=== Richiesta A ===
Nel racconto sul Tecnicamp, a quale corso ci si è iscritti durante il 4Tek di Padova?
=== Richiesta B ===
Prosegui, per favore, il racconto sul Tecnicamp a partire dall'ultima frase riportata.

La grande avventura del Tecnicamp
Non ci sono parole per descrivere quello che abbiamo provato al ritorno dal Tecnicamp qualche giorno fa. Anzi, in realtà le parole sarebbero troppe perché l’esperienza che abbiamo vissuto non può essere ridotta a parole e semplicemente raccontata. Ma vogliamo provarci ugualmente, aiutandoci magari con qualche fotografia, perché sentiamo il forte bisogno di trasmettere l’entusiasmo scaturito in quei giorni a San Fedele Intelvi. Entusiasmo che ora ci concede di continuare il nostro percorso scout con rinnovata grinta e motivazione.
Prima di partire non avevamo un’idea molto chiara di cosa fosse questo Tecnicamp: sì, sapevamo che è un campo nazionale rivolto alla Branca E (esploratori ed esploratrici) il cui obbiettivo principale è il perfezionamento delle tecniche scout quali campismo, primo soccorso, cucina, manualità nel lavorare il legno e altri materiali, ma nessuno ci poteva dare testimonianza diretta, poiché da molti anni nessun esploratore di Senigallia vi aveva preso parte. Sembrava strano poichè fare un campo di pura tecnica scout è il sogno di ogni esploratore. Per giunta nazionale!
I primi giorni di maggio, insieme a Rachele, Maurizio e Davide, sono andato a Padova al 4Tek, un evento nazionale sponsorizzato come “Tecnicamp per adulti”. Mi sono iscritto al corso di Campismo avanzato: ho potuto mettere alla prova le mie capacità di sopravvivenza da una parte, dall’altra ho conosciuto tanti altri capi da tutta l’Italia. Sono tornato dal 4Tek col desiderio di far provare agli esploratori un’esperienza simile, che li potesse far rendere conto di quanto sia vasto l’orizzonte dello scautismo. Ho raccontato ai ragazzi del Reparto tutto quello che ho imparato al 4Tek e sono rimasti davvero impressionati. Quindi abbiamo deciso che era ora di provare a uscire un po’ dal nostro “guscio” perché di attività nazionali non se ne facevano da tanto tempo e serviva una ventata di novità nella nostra piccola realtà di Sezione. Una grande perplessità era la distanza: bisognava arrivare a Como. Noi eravamo abituati a muoverci nei confini della Regione o poco più. Una distanza del genere era davvero fuori dai nostri standard. Come avremmo raggiunto il Tecnicamp? Informandoci, abbiamo scoperto che gli altri esploratori che prendono parte al Tecnicamp si muovono autonomamente, in treno. I ragazzi interessati a partecipare erano in tanti e anche io, come Capo Reparto, volevo far parte di questa avventura, che non ho avuto modo di vivere quando ero esploratore. È nata quindi l’idea di viaggiare insieme con un pulmino. Abbiamo deciso di provarci e l’autofinanziamento svolto durante l’anno scout 2013/2014 ha agevolato la partecipazione dei ragazzi a questo campo.

=== Voci dei dati ===
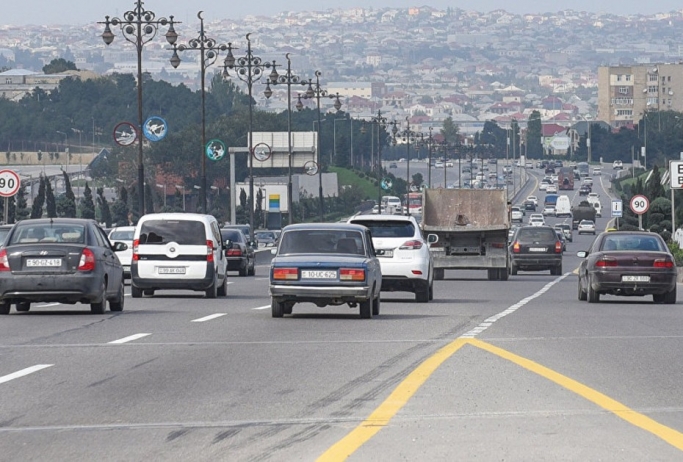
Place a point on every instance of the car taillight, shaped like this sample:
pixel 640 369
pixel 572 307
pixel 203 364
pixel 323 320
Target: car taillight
pixel 209 250
pixel 286 273
pixel 348 274
pixel 411 245
pixel 4 261
pixel 605 262
pixel 87 261
pixel 659 263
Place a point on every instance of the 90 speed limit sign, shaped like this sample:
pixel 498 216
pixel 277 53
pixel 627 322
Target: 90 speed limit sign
pixel 639 204
pixel 9 183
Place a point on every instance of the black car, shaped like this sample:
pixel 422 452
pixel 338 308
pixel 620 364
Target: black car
pixel 241 254
pixel 64 260
pixel 536 248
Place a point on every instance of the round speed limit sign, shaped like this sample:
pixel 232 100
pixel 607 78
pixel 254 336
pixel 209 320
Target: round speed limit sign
pixel 9 183
pixel 639 204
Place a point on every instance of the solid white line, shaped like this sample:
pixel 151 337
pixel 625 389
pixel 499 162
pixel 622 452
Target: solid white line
pixel 23 372
pixel 209 318
pixel 130 338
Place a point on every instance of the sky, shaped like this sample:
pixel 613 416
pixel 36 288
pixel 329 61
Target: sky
pixel 76 12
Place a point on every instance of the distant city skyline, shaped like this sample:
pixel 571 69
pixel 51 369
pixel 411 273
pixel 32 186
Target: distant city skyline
pixel 77 12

=== Risposta attesa A ===
Al corso di Campismo avanzato.

=== Risposta attesa B ===
Arrivati a giugno, sei esploratori hanno espresso la volontà di cogliere questa grande occasione. Ho presentato loro i corsi e con molta rapidità hanno trovato quello più adatto. Il Tecnicamp offre un’ampia e valida offerta formativa: si va dal campismo all’hike, dalla topografia al primo soccorso, dalla cucina all’artigianato. Ogni tecnica scout può trovare riscontro in uno specifico corso. Virginia, Edoardo e Carlo hanno pensato che, essendo arrivati al terzo anno del loro percorso da esploratori, era giunta l’ora di imparare come intervenire in situazioni di emergenza, dato che sono gli esploratori più grandi ad aiutare i Capi Reparto. Si sono quindi iscritti al corso ER: non solo primo soccorso, senza esitazioni. Chiara ed Aurora invece hanno una propensione per i disegni e i lavori artistici; quale corso migliore di Wood Attack per loro? Infine Davide, che ha compiuto il suo primo anno in Reparto, voleva a tutti i costi provare qualcosa che contraddistinguesse inequivocabilmente la Branca E e ha deciso di partecipare al corso Obiettivo avventura. Inutile dire che tutti quanti hanno scelto il corso a pennello e hanno soddisfatto in pieno le loro aspettative, ma questo ve lo racconteremo più avanti.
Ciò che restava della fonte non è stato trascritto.